--- EXTRACTED ENTRIES ---

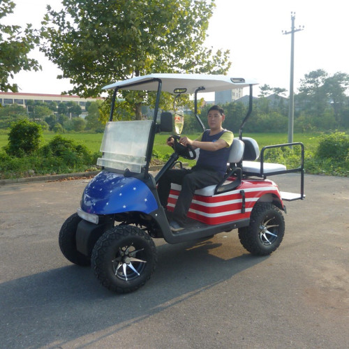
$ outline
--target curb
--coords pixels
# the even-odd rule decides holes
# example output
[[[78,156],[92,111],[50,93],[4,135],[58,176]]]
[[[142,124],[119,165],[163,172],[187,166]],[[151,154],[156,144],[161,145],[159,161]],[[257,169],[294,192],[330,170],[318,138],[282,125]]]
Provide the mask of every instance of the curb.
[[[34,181],[53,181],[68,178],[74,179],[75,177],[81,178],[84,177],[96,176],[101,171],[91,171],[87,172],[66,173],[61,174],[49,174],[47,176],[28,177],[24,178],[13,178],[10,179],[0,179],[0,186],[6,184],[13,184],[19,183],[31,183]]]
[[[187,163],[184,163],[183,165],[188,165]],[[149,167],[149,172],[158,172],[163,165],[156,165],[154,166]],[[35,177],[28,177],[23,178],[13,178],[10,179],[0,179],[0,186],[5,186],[6,184],[15,184],[20,183],[31,183],[35,181],[59,181],[62,179],[77,179],[79,178],[83,177],[91,177],[97,175],[99,171],[91,171],[86,172],[77,172],[77,173],[66,173],[61,174],[48,174],[47,176],[35,176]]]

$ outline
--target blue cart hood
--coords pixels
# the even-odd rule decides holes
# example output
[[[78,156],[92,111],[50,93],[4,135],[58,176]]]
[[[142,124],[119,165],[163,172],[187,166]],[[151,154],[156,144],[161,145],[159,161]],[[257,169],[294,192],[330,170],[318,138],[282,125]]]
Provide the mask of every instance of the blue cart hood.
[[[141,180],[102,171],[84,191],[81,208],[95,214],[131,211],[149,214],[158,208],[149,188]]]

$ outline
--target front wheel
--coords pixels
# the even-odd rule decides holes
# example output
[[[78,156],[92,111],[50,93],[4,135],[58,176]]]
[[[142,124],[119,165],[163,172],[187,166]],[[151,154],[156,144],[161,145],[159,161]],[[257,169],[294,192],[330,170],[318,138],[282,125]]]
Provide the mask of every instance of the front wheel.
[[[128,292],[150,279],[156,265],[156,248],[142,229],[118,225],[99,238],[91,260],[103,286],[118,293]]]
[[[239,239],[253,255],[266,255],[280,246],[284,232],[285,221],[280,209],[270,202],[258,202],[250,225],[239,229]]]

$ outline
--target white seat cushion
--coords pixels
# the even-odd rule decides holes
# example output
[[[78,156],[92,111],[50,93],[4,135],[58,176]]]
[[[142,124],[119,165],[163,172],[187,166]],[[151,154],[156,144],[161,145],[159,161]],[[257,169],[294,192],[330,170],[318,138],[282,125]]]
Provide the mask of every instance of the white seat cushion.
[[[229,184],[230,183],[231,183],[231,181],[225,181],[224,182],[224,184]],[[197,189],[195,193],[198,195],[202,196],[213,196],[214,195],[214,189],[216,189],[216,185],[205,186],[202,189]],[[175,183],[172,183],[171,184],[171,189],[181,191],[181,186],[179,184],[176,184]]]
[[[276,171],[284,171],[285,170],[286,170],[286,166],[281,163],[263,163],[263,173],[265,174]],[[242,161],[242,171],[243,172],[260,174],[260,163],[259,161]]]

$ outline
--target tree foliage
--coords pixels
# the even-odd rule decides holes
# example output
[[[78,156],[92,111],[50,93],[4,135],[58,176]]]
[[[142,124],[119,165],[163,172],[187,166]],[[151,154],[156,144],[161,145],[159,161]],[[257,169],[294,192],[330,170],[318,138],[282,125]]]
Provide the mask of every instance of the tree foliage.
[[[38,124],[26,119],[19,120],[11,126],[6,153],[15,156],[33,153],[39,148],[42,134],[43,130]]]
[[[11,0],[0,1],[0,20],[13,13],[15,5]],[[31,24],[22,30],[18,25],[4,25],[0,23],[0,91],[17,92],[18,87],[11,84],[10,78],[20,70],[35,71],[40,69],[36,59],[28,57],[29,52],[38,44]]]
[[[204,47],[214,0],[65,0],[47,7],[41,50],[74,84],[95,96],[111,81],[150,73],[224,73],[229,51]],[[127,95],[123,97],[128,101]],[[133,93],[138,118],[144,94]]]

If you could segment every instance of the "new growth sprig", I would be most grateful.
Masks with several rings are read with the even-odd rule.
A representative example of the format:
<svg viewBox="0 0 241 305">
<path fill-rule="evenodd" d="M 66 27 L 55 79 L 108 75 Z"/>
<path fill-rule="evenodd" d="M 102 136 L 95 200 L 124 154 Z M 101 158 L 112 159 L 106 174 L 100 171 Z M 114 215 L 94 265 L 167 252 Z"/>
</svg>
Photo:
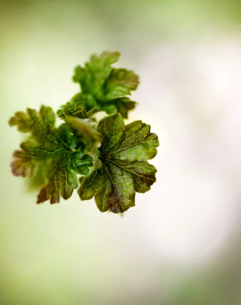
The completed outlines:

---

# GIVEN EXERCISE
Reproduce the records above, substituting "rear wheel" for every occurrence of "front wheel" and leaving everything else unchanged. Omit the pictures from your answer.

# CORRECT OUTPUT
$ outline
--target curb
--coords pixels
# the even-odd rule decides holes
# example output
[[[78,156],[92,111],[50,93],[4,135],[58,176]]]
[[[142,124],[119,165],[163,172],[187,166]],[[151,154],[156,144],[161,145],[159,161]],[[257,169],[294,192],[330,170],[318,138],[282,125]]]
Provide the mask of every instance of the curb.
[[[34,181],[53,181],[68,178],[74,179],[75,177],[81,178],[84,177],[96,176],[101,171],[91,171],[87,172],[66,173],[61,174],[49,174],[47,176],[28,177],[24,178],[13,178],[10,179],[0,179],[0,186],[6,184],[13,184],[19,183],[31,183]]]
[[[187,163],[184,163],[183,165],[188,165]],[[149,167],[149,172],[158,172],[163,165],[156,165],[154,166]],[[35,177],[28,177],[23,178],[13,178],[10,179],[0,179],[0,186],[5,186],[6,184],[15,184],[20,183],[31,183],[35,181],[59,181],[62,179],[77,179],[79,178],[83,177],[91,177],[97,175],[99,171],[91,171],[86,172],[77,172],[77,173],[66,173],[61,174],[48,174],[47,176],[35,176]]]

$ outline
--target blue cart hood
--coords pixels
# the even-odd rule decides holes
# example output
[[[78,156],[92,111],[50,93],[4,135],[58,176]]]
[[[142,124],[119,165],[163,172],[187,166]],[[151,154],[156,144],[161,145],[159,161]],[[257,169],[294,192],[330,170],[318,138],[282,125]]]
Provide the mask of every instance of the blue cart hood.
[[[141,180],[102,171],[84,191],[81,208],[95,214],[131,211],[149,214],[158,208],[149,188]]]

$ outline
--target rear wheel
--coords pixels
# the even-odd rule decides holes
# example output
[[[78,156],[92,111],[50,93],[4,135],[58,176]]]
[[[142,124],[119,165],[163,172],[187,166]],[[151,154],[156,144],[161,145],[159,161]],[[257,169],[294,192],[330,170],[318,138],[282,125]]]
Provide the mask of every instance of the rear wheel.
[[[128,292],[150,279],[156,265],[156,248],[142,229],[118,225],[99,238],[91,260],[103,286],[118,293]]]
[[[239,239],[253,255],[266,255],[280,246],[284,232],[285,221],[280,209],[270,202],[258,202],[250,225],[239,229]]]

$ outline
--target white seat cushion
--coords pixels
# the even-odd rule decides holes
# example output
[[[78,156],[92,111],[50,93],[4,135],[58,176]]]
[[[142,124],[119,165],[163,172],[187,166]],[[151,154],[156,144],[161,145],[159,161]],[[257,169],[294,192],[330,170],[318,138],[282,125]]]
Provide the mask of every instance of the white seat cushion.
[[[229,184],[230,183],[231,183],[231,181],[225,181],[224,182],[224,184]],[[197,189],[195,193],[198,195],[202,196],[213,196],[214,195],[214,189],[216,189],[216,185],[205,186],[202,189]],[[175,183],[172,183],[171,184],[171,189],[181,191],[181,186],[179,184],[176,184]]]
[[[276,171],[284,171],[285,170],[286,170],[286,166],[281,163],[263,163],[263,173],[265,174]],[[242,161],[242,171],[243,172],[260,174],[260,163],[259,161]]]

$ outline
--target tree foliage
--coords pixels
# the even-odd rule decides holes
# example output
[[[78,156],[92,111],[50,93],[4,135],[58,176]]]
[[[142,124],[119,165],[163,172],[187,166]],[[151,154],[156,144],[161,145],[159,161]],[[257,169],[294,192],[330,170],[318,138],[282,125]]]
Provide the mask of every instance of the tree foliage.
[[[38,124],[26,119],[19,120],[11,126],[6,153],[15,156],[33,153],[39,148],[42,134],[43,130]]]
[[[11,0],[0,1],[0,20],[13,13],[15,5]],[[31,24],[22,30],[18,25],[4,25],[0,23],[0,91],[17,92],[18,87],[11,84],[10,78],[20,70],[35,71],[40,69],[36,59],[28,57],[29,52],[38,44]]]
[[[204,47],[214,0],[65,0],[47,7],[41,50],[74,84],[95,96],[111,81],[150,73],[224,73],[229,51]],[[127,95],[123,97],[128,101]],[[133,93],[138,118],[144,94]]]

If you could segment every instance of the "new growth sprig", I would be most grateful.
Masks with several rings are read with the even-odd rule.
A representative example of the format:
<svg viewBox="0 0 241 305">
<path fill-rule="evenodd" d="M 66 27 L 55 79 L 108 75 Z"/>
<path fill-rule="evenodd" d="M 102 136 L 95 200 L 124 154 Z M 101 158 L 112 159 L 106 174 L 100 171 Z M 114 215 L 94 265 L 167 252 Z"/>
</svg>
Photo:
The completed outlines:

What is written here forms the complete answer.